(Phrase grounding data)
________

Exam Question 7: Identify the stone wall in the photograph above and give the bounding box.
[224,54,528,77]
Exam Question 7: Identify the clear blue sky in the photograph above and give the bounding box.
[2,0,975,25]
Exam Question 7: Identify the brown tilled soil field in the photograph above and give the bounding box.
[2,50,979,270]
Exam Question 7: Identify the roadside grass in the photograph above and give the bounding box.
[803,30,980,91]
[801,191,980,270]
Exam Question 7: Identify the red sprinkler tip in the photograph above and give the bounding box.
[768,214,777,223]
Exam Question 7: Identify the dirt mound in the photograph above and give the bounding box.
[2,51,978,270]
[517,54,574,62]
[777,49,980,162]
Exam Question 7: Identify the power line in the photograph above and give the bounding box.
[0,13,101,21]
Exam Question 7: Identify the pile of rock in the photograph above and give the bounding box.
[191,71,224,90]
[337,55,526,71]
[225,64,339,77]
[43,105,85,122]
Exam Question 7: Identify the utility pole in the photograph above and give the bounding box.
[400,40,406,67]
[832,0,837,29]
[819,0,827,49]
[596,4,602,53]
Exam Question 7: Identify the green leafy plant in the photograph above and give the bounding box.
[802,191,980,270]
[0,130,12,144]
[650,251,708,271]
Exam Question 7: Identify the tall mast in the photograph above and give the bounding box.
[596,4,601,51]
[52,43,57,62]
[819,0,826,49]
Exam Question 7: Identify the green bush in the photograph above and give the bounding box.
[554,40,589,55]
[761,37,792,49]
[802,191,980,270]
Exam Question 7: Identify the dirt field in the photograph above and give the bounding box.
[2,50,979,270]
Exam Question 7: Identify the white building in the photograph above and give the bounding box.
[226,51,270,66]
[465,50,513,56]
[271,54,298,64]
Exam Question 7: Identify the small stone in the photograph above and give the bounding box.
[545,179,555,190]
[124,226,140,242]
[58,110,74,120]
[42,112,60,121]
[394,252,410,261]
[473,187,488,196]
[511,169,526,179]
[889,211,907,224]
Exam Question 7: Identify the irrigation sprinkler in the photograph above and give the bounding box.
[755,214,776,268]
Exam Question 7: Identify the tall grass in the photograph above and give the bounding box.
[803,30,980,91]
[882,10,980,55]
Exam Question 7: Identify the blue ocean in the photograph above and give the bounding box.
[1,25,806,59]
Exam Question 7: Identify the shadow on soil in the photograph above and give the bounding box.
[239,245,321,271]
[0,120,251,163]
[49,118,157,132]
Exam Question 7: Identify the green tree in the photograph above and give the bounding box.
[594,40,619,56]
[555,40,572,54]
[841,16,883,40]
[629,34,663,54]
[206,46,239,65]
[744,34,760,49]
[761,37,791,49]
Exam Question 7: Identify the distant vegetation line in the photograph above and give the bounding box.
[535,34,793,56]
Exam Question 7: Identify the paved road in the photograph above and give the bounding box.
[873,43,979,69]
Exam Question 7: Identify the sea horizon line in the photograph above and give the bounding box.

________

Print all the entries exactly as written.

Exam Question 7: Identify the stone wall in the photograph above and give the bounding box.
[224,54,528,77]
Exam Question 7: Identify the clear blue sky in the photograph above and give the bounding box.
[2,0,975,25]
Exam Question 7: Identify the brown tilled soil field in the photograph above and give the bounding box.
[2,50,979,270]
Exam Question 7: Identify the roadside grass in the photograph above and give the bounding box.
[803,30,980,91]
[801,191,980,270]
Exam Question 7: Identify the red sprinkler tip in the photograph above and give the bounding box.
[768,214,777,223]
Exam Question 7: Identify the dirt mound in the photograph above and give the bounding box.
[2,51,978,270]
[517,54,574,62]
[777,49,980,162]
Exam Question 7: Identify the power line in the photograph above and give the bounding box.
[0,13,101,21]
Exam Question 7: Identify the pile of rock in the photograph above and give the bounding box.
[191,71,224,90]
[337,55,526,71]
[225,64,339,77]
[43,105,85,122]
Exam Question 7: Identify the utility pole in the photograph above and give the bounding box.
[400,40,406,67]
[832,0,837,29]
[819,0,827,49]
[596,4,602,53]
Exam Question 7: Identify the green leafy plant in the photograph above and give the bounding box.
[802,191,980,270]
[0,130,12,144]
[650,251,708,271]
Exam Question 7: Identify the tall mast in the photograph above and give the bounding box.
[596,4,601,51]
[52,43,57,62]
[819,0,826,49]
Exam Question 7: Identify the green bush in the photograph above and give the bounding box.
[554,40,589,55]
[761,37,792,49]
[802,191,980,270]
Exam Question 7: Identify the dirt field in the photograph above and give the bounding box.
[2,50,979,270]
Exam Question 7: Identify the white building in the photograph above and give the bounding box.
[226,51,270,66]
[465,50,513,56]
[271,54,298,64]
Exam Question 7: Identify the small stone in the photograph above and give the bounding box.
[545,179,555,190]
[124,226,140,242]
[58,110,74,120]
[42,112,60,121]
[394,252,410,261]
[473,187,488,196]
[511,169,526,179]
[889,211,907,224]
Exam Question 7: Identify the irrigation sprinkler in the photograph above and give the bounding box.
[755,214,776,268]
Exam Question 7: Identify the tall grass in the photograph above and give the bounding box.
[803,30,980,91]
[882,10,980,55]
Exam Question 7: Identify the blue ocean in the photograph above and give the bounding box.
[1,25,806,59]
Exam Question 7: Identify the shadow on soil in the photograph above and give the bounding box.
[239,245,321,271]
[0,120,251,163]
[49,118,157,132]
Exam Question 7: Identify the green tree in the photograph above and give the bounding box.
[594,40,619,56]
[555,40,572,54]
[841,16,883,40]
[629,34,663,54]
[206,46,239,65]
[744,34,760,49]
[761,37,791,49]
Exam Question 7: Identify the distant vegetation line in the photograph above and give the bounding box.
[535,34,793,56]
Exam Question 7: Identify the paved road in the photograph above and give the bounding box.
[873,43,979,69]
Exam Question 7: Identify the sea horizon line in the photograph above and give the bounding box.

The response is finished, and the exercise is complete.